:: READING PASSAGE ::
Start
My boat had been sold to the Brazilians. There were still eight months left on my military obligation. My daughter had been born while I was submerged on station off the southern coast of Cuba. By the eight-month anniversary of my wedding, I had been in my home port fewer than six weeks. During those six weeks, I had spent every third night aboard the boat. When I filled out my dream sheet for my next assignment, I asked for shore duty. They did not give it to me.

They did give me an assignment that they called "shore duty". They sent me to be a crew member of the research submersible Trieste II. Jacques Piccard had built it to U.S. Navy specifications, and it was capable of exploring the entire ocean bottom. While I was there we used the shallow-water configuration, which could submerge to "only" 20,000 feet, and could explore only 96% of the ocean bottom.

It was quite interesting. And it was defined as "sea duty" for an enlisted man and "shore duty" for an officer. So my tour of shore duty was on something that went to sea.

The terms of my standard agreement with the Navy required that I give them six months notice if I planned to get out of the service after my initial four-year obligation. So, a month after I arrived in California to report to the Trieste, I resigned.
End
:: GIVEN ENTRIES ::
Start
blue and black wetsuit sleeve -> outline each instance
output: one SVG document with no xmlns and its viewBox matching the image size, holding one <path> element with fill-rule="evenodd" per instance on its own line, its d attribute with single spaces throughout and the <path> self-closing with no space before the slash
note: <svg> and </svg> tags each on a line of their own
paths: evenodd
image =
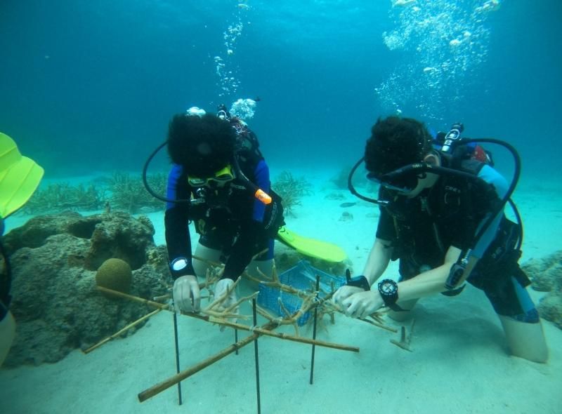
End
Start
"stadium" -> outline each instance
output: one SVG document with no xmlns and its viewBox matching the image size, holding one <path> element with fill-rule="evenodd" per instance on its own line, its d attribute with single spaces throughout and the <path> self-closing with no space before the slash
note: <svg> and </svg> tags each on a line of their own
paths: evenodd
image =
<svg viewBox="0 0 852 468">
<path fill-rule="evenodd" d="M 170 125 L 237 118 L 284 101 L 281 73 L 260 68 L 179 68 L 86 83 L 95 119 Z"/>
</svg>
End
:: WHAT IS BEING ASKED ::
Reproduce word for word the part of the Trieste II passage above, from "My boat had" up to and including "give it to me.".

:: ANSWER IN FULL ::
My boat had been sold to the Brazilians. There were still eight months left on my military obligation. My daughter had been born while I was submerged on station off the southern coast of Cuba. By the eight-month anniversary of my wedding, I had been in my home port fewer than six weeks. During those six weeks, I had spent every third night aboard the boat. When I filled out my dream sheet for my next assignment, I asked for shore duty. They did not give it to me.